■ DIRECTIONS FOR THIS TASK ■
What you return should match the listing exactly, minus its images.

■ DATASET ■
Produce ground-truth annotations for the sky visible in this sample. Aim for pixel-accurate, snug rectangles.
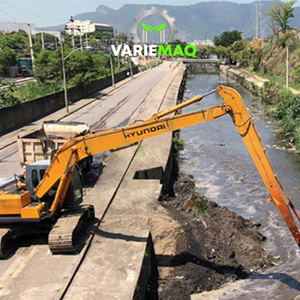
[0,0,296,28]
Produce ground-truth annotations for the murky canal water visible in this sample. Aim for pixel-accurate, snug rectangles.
[181,74,300,299]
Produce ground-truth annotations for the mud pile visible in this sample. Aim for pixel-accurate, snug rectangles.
[157,172,274,300]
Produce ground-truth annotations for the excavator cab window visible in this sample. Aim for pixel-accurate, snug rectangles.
[31,169,39,188]
[63,165,83,208]
[40,169,46,179]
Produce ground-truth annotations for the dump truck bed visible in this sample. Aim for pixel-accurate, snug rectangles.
[17,121,90,166]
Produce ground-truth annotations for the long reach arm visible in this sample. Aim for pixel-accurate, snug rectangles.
[34,86,300,247]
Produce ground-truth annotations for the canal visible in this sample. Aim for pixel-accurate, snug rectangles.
[181,73,300,299]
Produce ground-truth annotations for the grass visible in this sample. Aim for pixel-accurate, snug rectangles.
[190,192,209,219]
[0,67,134,109]
[256,71,300,91]
[259,80,300,154]
[173,132,186,152]
[14,81,62,102]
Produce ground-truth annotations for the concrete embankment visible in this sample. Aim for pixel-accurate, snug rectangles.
[220,65,269,92]
[0,63,187,300]
[220,65,300,96]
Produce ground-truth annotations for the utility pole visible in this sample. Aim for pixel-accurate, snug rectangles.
[80,34,83,51]
[286,46,289,90]
[70,16,75,48]
[41,30,45,50]
[128,56,133,78]
[54,36,58,49]
[117,40,120,69]
[60,38,69,113]
[85,33,89,48]
[27,24,34,63]
[109,47,115,88]
[78,29,83,51]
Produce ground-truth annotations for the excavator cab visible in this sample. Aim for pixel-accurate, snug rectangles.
[25,160,83,208]
[0,160,92,257]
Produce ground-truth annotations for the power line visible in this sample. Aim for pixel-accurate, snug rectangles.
[0,8,23,22]
[0,1,66,22]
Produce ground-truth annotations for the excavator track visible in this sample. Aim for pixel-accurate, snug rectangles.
[0,225,49,258]
[0,228,11,258]
[49,205,95,254]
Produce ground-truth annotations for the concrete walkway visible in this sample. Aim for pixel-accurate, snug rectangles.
[64,64,186,300]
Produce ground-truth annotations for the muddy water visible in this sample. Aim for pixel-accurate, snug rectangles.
[181,74,300,299]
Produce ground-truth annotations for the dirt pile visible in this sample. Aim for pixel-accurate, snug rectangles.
[157,172,274,300]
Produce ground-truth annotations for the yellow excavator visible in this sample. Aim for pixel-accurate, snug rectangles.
[1,86,300,257]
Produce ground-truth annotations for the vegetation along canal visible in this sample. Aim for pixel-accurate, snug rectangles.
[166,73,300,299]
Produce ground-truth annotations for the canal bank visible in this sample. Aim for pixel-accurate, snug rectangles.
[221,65,300,155]
[158,171,273,299]
[181,73,300,300]
[220,65,268,92]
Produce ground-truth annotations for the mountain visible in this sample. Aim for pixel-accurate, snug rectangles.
[43,1,300,41]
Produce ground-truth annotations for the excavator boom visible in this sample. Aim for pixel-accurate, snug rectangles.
[1,86,300,252]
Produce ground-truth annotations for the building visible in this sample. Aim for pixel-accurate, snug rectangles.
[0,22,35,33]
[65,20,113,36]
[194,39,214,47]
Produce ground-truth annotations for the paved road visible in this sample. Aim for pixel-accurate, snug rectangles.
[0,62,176,177]
[0,61,182,296]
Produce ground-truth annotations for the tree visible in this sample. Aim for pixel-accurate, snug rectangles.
[0,47,17,66]
[196,45,211,59]
[33,49,62,84]
[66,50,97,86]
[0,79,20,108]
[88,31,113,41]
[92,51,110,77]
[89,37,98,48]
[116,32,128,43]
[267,1,297,34]
[231,40,249,67]
[213,46,232,63]
[214,31,243,48]
[0,47,17,75]
[0,30,28,52]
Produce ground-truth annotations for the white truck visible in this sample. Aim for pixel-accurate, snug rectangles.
[17,121,92,171]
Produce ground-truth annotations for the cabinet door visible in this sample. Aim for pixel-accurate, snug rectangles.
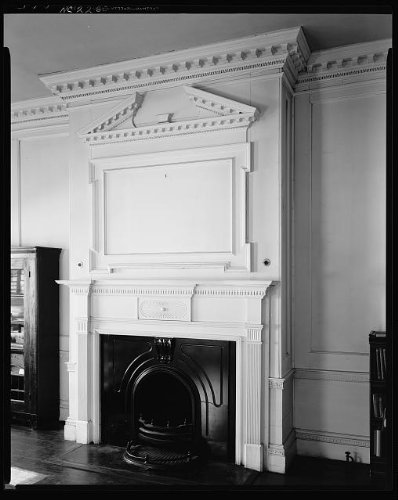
[11,255,37,417]
[10,257,28,412]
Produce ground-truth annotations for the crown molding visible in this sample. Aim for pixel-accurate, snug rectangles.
[11,95,69,130]
[296,38,391,91]
[79,85,259,145]
[39,27,310,104]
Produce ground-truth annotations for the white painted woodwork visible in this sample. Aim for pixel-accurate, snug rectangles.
[10,30,390,470]
[10,133,71,415]
[90,143,251,273]
[59,279,272,470]
[293,78,386,463]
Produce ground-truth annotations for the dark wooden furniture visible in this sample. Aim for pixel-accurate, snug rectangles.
[369,330,390,479]
[10,246,61,429]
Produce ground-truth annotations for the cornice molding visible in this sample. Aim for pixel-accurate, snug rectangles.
[11,96,69,129]
[296,38,391,91]
[39,27,310,103]
[294,368,369,383]
[79,86,259,146]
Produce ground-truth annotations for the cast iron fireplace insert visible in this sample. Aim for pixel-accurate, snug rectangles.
[101,335,236,469]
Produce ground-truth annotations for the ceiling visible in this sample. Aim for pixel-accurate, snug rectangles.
[4,13,392,103]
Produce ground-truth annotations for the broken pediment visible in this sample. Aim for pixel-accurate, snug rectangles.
[78,86,259,145]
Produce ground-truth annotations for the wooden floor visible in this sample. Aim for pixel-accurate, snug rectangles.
[6,424,389,492]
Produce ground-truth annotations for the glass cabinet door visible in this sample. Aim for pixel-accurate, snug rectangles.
[10,261,26,405]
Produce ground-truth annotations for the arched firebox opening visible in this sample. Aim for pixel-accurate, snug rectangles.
[124,366,206,468]
[101,335,235,470]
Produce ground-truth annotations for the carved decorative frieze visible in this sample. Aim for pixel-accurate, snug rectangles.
[39,27,310,103]
[138,299,190,321]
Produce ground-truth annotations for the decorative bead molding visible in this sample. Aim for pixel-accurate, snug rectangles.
[296,38,391,91]
[295,428,370,448]
[294,368,369,383]
[39,27,310,103]
[78,86,258,145]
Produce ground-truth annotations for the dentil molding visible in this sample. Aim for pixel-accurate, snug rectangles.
[78,86,259,145]
[296,38,391,91]
[57,280,273,299]
[11,96,69,128]
[39,27,310,104]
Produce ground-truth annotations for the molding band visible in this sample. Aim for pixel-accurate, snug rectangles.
[295,428,370,448]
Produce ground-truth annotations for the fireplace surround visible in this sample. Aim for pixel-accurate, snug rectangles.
[58,280,274,471]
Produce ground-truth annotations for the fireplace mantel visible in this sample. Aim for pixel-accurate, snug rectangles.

■ SOLVED PROBLEM ■
Produce ground-truth annotations for the sky visible in this sample. Aim for pixel-accurate, snug rectangles.
[0,0,296,28]
Produce ground-truth annotations for the murky canal water visible in this sample. Aim for pixel-accurate, snug rectangles.
[181,74,300,299]
Produce ground-truth annotations for the mud pile visible in this sample. Aim for pixel-accurate, snug rectangles.
[157,172,274,300]
Produce ground-truth annotations for the excavator cab window visible in this sample. Aim for pixel-accurate, snug rectangles.
[31,169,39,188]
[63,165,83,208]
[40,169,46,179]
Produce ground-truth annotations for the dump truck bed visible in this sample. Aim for pixel-accurate, snug rectangles.
[17,121,90,166]
Produce ground-truth annotations for the long reach arm visible in this sample. Aim for pixel-accurate, snug rectangles.
[34,86,300,247]
Produce ground-truth annotations for the canal visible in this sample. Aim for pixel-accurate, snug rectangles.
[181,73,300,299]
Produce ground-truth annotations for the grass visible in this sample. Aim for pixel-accurate, snug rectangles.
[190,192,209,219]
[0,67,134,109]
[256,71,300,91]
[259,80,300,154]
[173,132,186,152]
[14,81,62,102]
Produce ground-truth annotations for the concrete embankment visible in this sample. Aim for pixel-accurate, snug rectangles.
[220,65,269,92]
[0,63,187,300]
[220,65,300,96]
Produce ground-truth annotations for the utility pole visible in this sample. Aim for pixel-accurate, snug rectangles.
[80,34,83,51]
[286,46,289,90]
[70,16,75,48]
[41,30,45,50]
[128,56,133,78]
[54,36,58,49]
[117,40,120,69]
[60,38,69,113]
[85,33,89,48]
[27,24,34,63]
[109,47,115,88]
[78,29,83,51]
Produce ground-truth annotations for the excavator cab visible in this sample. Aim for pixel-accurate, snug rectangles.
[25,160,83,208]
[0,160,92,257]
Produce ground-truth annotations for the power line visible in this sample. Aim for pixel-accurate, snug rectangles.
[0,8,23,22]
[0,1,66,22]
Produce ground-truth annotations for the excavator track visible in this sample. Aim for pixel-accurate, snug rectangles.
[0,225,49,258]
[0,228,11,258]
[49,205,95,254]
Produce ground-truth annotations for the concrete walkway visible in this sample. Aim for pixel-accurate, snug rectangles.
[64,64,186,300]
Produce ground-truth annotations for the muddy water visible in this sample. Aim for pixel-accurate, snug rectangles.
[181,74,300,299]
Produce ground-truth annotations for the dirt pile visible in this sample. Aim for pixel-accurate, snug rectangles.
[157,172,274,300]
Produce ground-truth annotations for the yellow excavator visible in this sample. Aim for pixel-accurate, snug rectangles.
[1,86,300,257]
Produce ground-truth annotations for the vegetation along canal visible in this sample. Aim for pixel-accurate, snug rectangles.
[166,73,300,299]
Produce ground-truth annotations for the canal bank visible in this sample. Aim for pixel-accurate, snug rectangles.
[221,65,300,155]
[158,171,273,299]
[181,73,300,300]
[220,65,268,92]
Produce ground-truth annotations for the mountain visible in this sample. Aim for pixel-accurate, snug rectangles.
[43,1,300,41]
Produce ground-truth annotations for the excavator boom visible in this sample. Aim for pixel-accurate, snug rectangles.
[1,86,300,252]
Produce ground-truth annotations for the building visible in this sample. Aim for pixel-accurate, snug rectangles.
[0,22,35,33]
[65,20,113,36]
[194,39,214,47]
Produce ground-truth annotations for the paved road visible in this sample. Aim for pixel-accurate, snug rectangles.
[0,62,176,177]
[0,61,182,296]
Produce ground-truth annotations for the tree visible in this sample. Aim for pixel-accurate, snug rectangles.
[0,47,17,66]
[196,45,211,59]
[33,49,62,84]
[66,50,97,86]
[0,79,20,108]
[88,31,113,41]
[92,51,110,77]
[89,37,98,48]
[116,32,128,43]
[267,1,297,34]
[231,40,249,67]
[213,46,232,63]
[214,31,243,48]
[0,47,17,75]
[0,30,28,52]
Produce ground-truth annotations for the white truck visible in this sample. Aim for pixel-accurate, snug rectangles.
[17,121,92,171]
Produce ground-truth annotations for the cabinet door visible in this sample. Aim for pixel-accurate, snug rectangles.
[11,255,37,417]
[10,257,28,412]
Produce ground-truth annotations for the crown molding visible in this sample. Aim for pixel-accurate, snug rectangles.
[11,95,69,130]
[296,38,391,91]
[79,85,259,145]
[39,27,310,104]
Produce ground-truth annotations for the white painted woodwork visible in this sample. Aim for pixel-accurate, snug rectangles.
[10,30,390,470]
[10,133,71,415]
[90,143,251,273]
[59,279,272,470]
[293,78,386,463]
Produce ground-truth annotations for the dark wooden furniture visible in this sample. Aim for pixel-accurate, snug rectangles.
[369,330,390,479]
[10,246,61,429]
Produce ground-truth annotations for the cornice molding visible in this sample. Aim for pixel-accurate, snug rectangles.
[11,96,69,129]
[296,38,391,91]
[39,27,310,103]
[294,368,369,383]
[79,86,259,146]
Produce ground-truth annotations for the cast iron fireplace insert visible in this sample. Aim for pixel-accurate, snug rectangles.
[101,335,236,469]
Produce ground-truth annotations for the ceiling visible in this sample. Aim for pixel-accurate, snug rectangles.
[4,13,392,103]
Produce ground-truth annotations for the broken pediment visible in this sample. Aim for pixel-accurate, snug rectangles.
[78,86,259,145]
Produce ground-truth annotations for the wooden floor visible in this sample. Aim for pixel-accurate, snug rectangles.
[6,424,389,492]
Produce ground-truth annotations for the glass cabinet door visible in this sample. Aim for pixel-accurate, snug rectangles.
[10,261,26,405]
Produce ground-truth annotations for the arched firebox opening visible in this sample. Aim for pixel-accurate, snug rectangles.
[124,366,206,468]
[101,335,235,470]
Produce ground-truth annotations for the carved decorative frieze visible in this sample. Aim for pixel-accurate, snug rectangles.
[39,27,310,103]
[138,299,190,321]
Produce ground-truth annotations for the decorative bead molding visible in this sample. Aim for pixel-accurate, snug rectangles.
[296,38,391,91]
[295,428,370,448]
[294,368,369,383]
[39,27,310,103]
[78,86,258,145]
Produce ground-truth annotations for the dentil molding visible in this sample. Aim for pixel-accurate, snug rectangles.
[78,86,259,145]
[296,38,391,91]
[57,280,273,299]
[11,96,69,128]
[39,27,310,104]
Produce ground-truth annotations for the molding band visible in this sample. Aim for pixel-accurate, snug rectangles.
[295,428,370,448]
Produce ground-truth annotations for the fireplace surround visible in this sample. Aim for pixel-accurate, snug rectangles.
[58,280,274,471]
Produce ground-truth annotations for the fireplace mantel visible in this sample. Aim for pixel-accurate, snug rectangles.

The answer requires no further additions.